● **Goal**:
Drop the pictures from the entries below, then reproduce the rest exactly.
--- BEGIN ---
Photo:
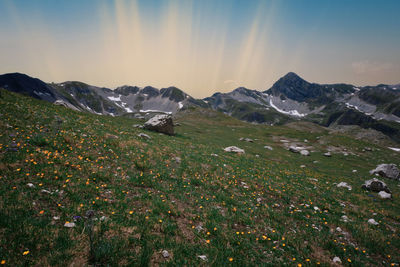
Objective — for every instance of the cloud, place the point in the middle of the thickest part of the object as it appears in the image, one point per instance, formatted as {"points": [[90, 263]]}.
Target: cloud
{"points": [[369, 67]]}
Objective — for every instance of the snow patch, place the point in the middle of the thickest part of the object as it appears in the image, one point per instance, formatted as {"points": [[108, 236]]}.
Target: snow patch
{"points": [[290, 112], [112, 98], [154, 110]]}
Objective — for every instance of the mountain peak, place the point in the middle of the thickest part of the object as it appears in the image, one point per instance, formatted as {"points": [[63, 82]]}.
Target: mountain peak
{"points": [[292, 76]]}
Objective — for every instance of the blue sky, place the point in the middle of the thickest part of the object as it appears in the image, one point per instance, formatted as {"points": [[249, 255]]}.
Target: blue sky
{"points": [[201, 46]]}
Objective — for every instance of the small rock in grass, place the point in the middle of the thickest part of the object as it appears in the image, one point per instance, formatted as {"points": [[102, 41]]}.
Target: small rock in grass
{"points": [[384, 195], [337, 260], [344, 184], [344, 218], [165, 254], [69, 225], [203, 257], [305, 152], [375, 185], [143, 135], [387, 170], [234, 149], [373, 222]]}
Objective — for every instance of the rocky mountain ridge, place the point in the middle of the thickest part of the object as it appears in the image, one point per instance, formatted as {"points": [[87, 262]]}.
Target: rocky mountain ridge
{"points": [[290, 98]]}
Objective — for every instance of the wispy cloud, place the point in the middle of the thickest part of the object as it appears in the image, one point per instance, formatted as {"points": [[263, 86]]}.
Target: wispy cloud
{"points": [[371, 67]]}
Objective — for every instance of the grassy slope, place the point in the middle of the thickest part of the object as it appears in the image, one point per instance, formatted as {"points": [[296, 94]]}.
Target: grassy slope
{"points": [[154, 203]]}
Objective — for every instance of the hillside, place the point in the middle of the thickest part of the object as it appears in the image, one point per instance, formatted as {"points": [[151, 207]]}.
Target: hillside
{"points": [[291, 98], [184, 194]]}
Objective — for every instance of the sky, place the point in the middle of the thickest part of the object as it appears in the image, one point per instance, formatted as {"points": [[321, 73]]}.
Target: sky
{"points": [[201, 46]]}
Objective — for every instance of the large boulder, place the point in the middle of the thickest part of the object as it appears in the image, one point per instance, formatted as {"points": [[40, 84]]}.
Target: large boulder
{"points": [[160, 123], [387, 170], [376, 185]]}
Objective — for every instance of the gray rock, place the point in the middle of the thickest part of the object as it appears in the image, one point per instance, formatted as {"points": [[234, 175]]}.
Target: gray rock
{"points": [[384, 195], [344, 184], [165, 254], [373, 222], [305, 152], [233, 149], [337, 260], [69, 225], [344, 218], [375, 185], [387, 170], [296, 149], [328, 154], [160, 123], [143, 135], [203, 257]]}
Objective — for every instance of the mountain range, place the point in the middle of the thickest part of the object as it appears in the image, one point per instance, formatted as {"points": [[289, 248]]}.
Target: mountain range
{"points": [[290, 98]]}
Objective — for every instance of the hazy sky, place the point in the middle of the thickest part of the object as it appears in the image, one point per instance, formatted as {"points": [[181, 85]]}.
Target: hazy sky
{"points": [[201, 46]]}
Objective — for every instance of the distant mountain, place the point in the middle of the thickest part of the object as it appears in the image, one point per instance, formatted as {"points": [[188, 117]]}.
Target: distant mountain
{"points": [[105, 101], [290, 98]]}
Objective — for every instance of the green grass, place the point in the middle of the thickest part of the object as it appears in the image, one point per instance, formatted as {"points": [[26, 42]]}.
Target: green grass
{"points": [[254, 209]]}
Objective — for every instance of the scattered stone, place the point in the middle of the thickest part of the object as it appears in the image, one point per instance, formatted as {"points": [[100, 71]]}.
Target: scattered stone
--- END ---
● **Response to the task**:
Photo:
Objective — for every instance of the cloud, place the point in the middle of the thickest part of the object as it appears in the image, one point per instance, formatted as {"points": [[90, 263]]}.
Target: cloud
{"points": [[369, 67]]}
Objective — for every instance of the snow patch, place the point in the middle of the thickest part of the object as it appears in the image, one point per instance, formatted as {"points": [[108, 236]]}.
Target: snow patch
{"points": [[290, 112], [112, 98], [154, 110]]}
Objective — for every instance of the mountain peak, place the point in the middle of the thickest part of the object as it appears in the image, one point per instance, formatted as {"points": [[63, 82]]}.
Target: mountain peak
{"points": [[292, 76]]}
Objective — for every instance of the blue sky, place the point in the middle of the thickest part of the object as it appears in the image, one point per instance, formatted as {"points": [[249, 255]]}.
Target: blue sky
{"points": [[201, 46]]}
Objective — for every instance of the small rock in grass, place the point in the middle of the thickest part of the object as it appears in the image, one point per instance, formatted as {"points": [[102, 41]]}.
Target: small rock in grass
{"points": [[384, 195], [337, 260], [344, 184], [344, 218], [165, 254], [69, 225], [203, 257], [305, 152], [375, 185], [143, 135], [387, 170], [234, 149], [373, 222]]}
Objective — for every instance of the rocky mountain ridge, place the point in the middle of the thickest part of the object as it appears in the image, one point per instance, formatted as {"points": [[87, 262]]}.
Target: rocky mountain ridge
{"points": [[290, 98]]}
Objective — for every instance of the wispy cloud, place the point in the middle of the thickest part of the object as it appears in the image, one point per instance, formatted as {"points": [[263, 86]]}.
Target: wispy cloud
{"points": [[371, 67]]}
Objective — for every instance of the grassy slope, place the point in the middle of the thickest part of the object as it appears in the image, one point per instance, formatted as {"points": [[296, 94]]}.
Target: grassy slope
{"points": [[154, 203]]}
Objective — for every instance of the hillside, place the point in the middle of the thickest part of the object as it appears in the image, one point per instance, formatted as {"points": [[151, 207]]}.
Target: hillside
{"points": [[291, 98], [184, 194]]}
Objective — for every instance of the sky, place the point in the middle of the thickest part of the object as it appears in the image, one point per instance, formatted as {"points": [[321, 73]]}.
Target: sky
{"points": [[201, 46]]}
Objective — for every instance of the large boulder, place the point in the middle of the thickest part of the object as it appears in the image, one point per instance, formatted as {"points": [[40, 84]]}.
Target: large boulder
{"points": [[160, 123], [387, 170], [376, 185]]}
Objective — for every instance of the gray rock, place the point in the middle of the thickest part of the object as it appears in the image, one point per instance, formatted as {"points": [[234, 175]]}.
Target: gray rock
{"points": [[384, 195], [344, 184], [165, 254], [373, 222], [305, 152], [233, 149], [337, 260], [69, 225], [344, 218], [375, 185], [387, 170], [296, 149], [328, 154], [160, 123], [143, 135], [203, 257]]}
Objective — for every instance of the mountain range, place the point in the middle of the thickest part of the object as it appears in the image, one point per instance, formatted as {"points": [[289, 248]]}.
Target: mountain range
{"points": [[290, 98]]}
Objective — for every instance of the hazy sky, place the point in the middle of the thickest part of the object as it appears in the image, one point per instance, formatted as {"points": [[181, 85]]}.
Target: hazy sky
{"points": [[201, 46]]}
Objective — for every instance of the distant mountain, place the point in the middle of the thickest part of the object as it appears in the image, one point per instance, formatted as {"points": [[188, 117]]}.
Target: distant mountain
{"points": [[105, 101], [290, 98]]}
Objective — for every instance of the green grass, place the point in the middle of the thickest part of the object as it appears in the image, one point per instance, formatted as {"points": [[26, 42]]}.
Target: green grass
{"points": [[254, 209]]}
Objective — for every instance of the scattered stone, place the point in the middle of the thickest part of the object as it appears in the image, one point per instance, formatted as {"points": [[100, 71]]}.
Target: scattered stone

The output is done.